◆ Brief:
Please pull out every line in the entries below that contains the word "type", copying each of those lines in full.

◆ Task material:
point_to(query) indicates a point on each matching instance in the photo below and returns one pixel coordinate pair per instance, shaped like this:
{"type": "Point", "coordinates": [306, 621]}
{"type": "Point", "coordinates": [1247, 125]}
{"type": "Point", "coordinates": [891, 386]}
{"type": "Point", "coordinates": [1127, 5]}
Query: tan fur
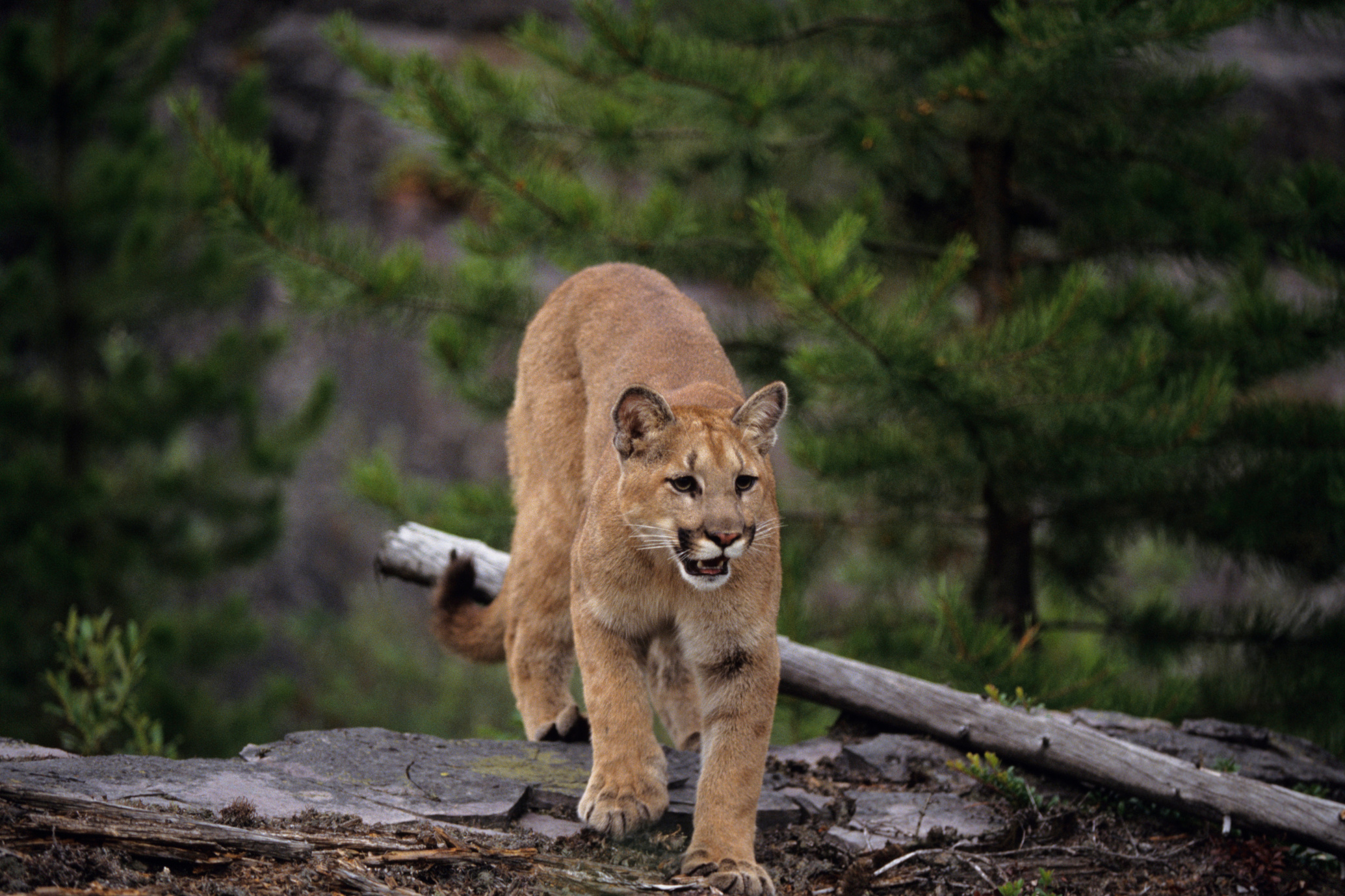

==

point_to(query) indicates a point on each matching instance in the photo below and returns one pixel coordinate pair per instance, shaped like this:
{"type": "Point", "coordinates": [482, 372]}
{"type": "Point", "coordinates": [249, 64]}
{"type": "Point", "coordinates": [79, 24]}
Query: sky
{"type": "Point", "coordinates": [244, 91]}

...

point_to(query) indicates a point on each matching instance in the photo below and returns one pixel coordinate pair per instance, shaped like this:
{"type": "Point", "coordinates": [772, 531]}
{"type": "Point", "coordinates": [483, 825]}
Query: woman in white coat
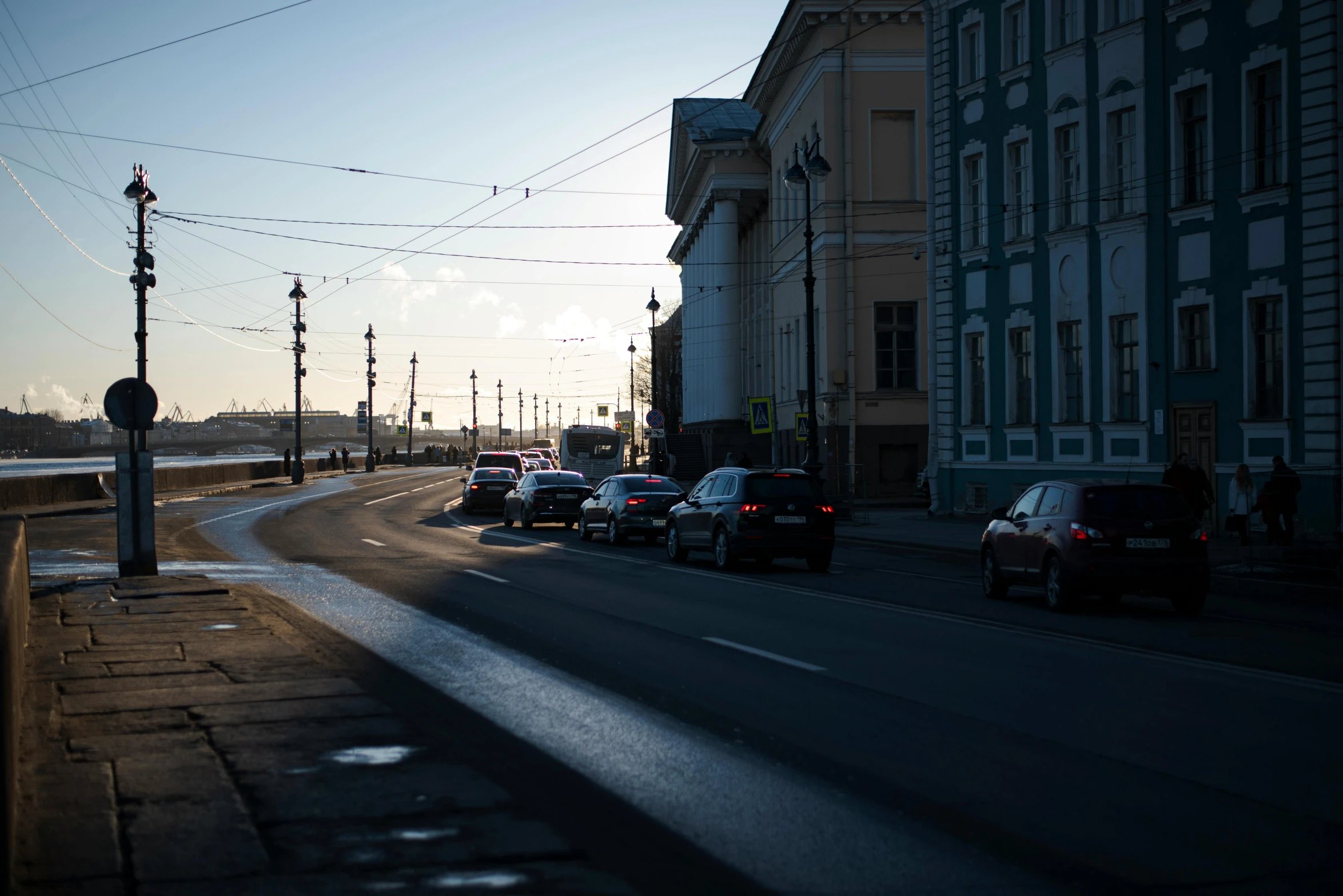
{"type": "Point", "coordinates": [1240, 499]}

◆ Written answer:
{"type": "Point", "coordinates": [306, 621]}
{"type": "Point", "coordinates": [1247, 125]}
{"type": "Point", "coordinates": [891, 386]}
{"type": "Point", "coordinates": [1127, 5]}
{"type": "Point", "coordinates": [482, 372]}
{"type": "Point", "coordinates": [249, 64]}
{"type": "Point", "coordinates": [79, 24]}
{"type": "Point", "coordinates": [244, 91]}
{"type": "Point", "coordinates": [772, 531]}
{"type": "Point", "coordinates": [483, 825]}
{"type": "Point", "coordinates": [1240, 499]}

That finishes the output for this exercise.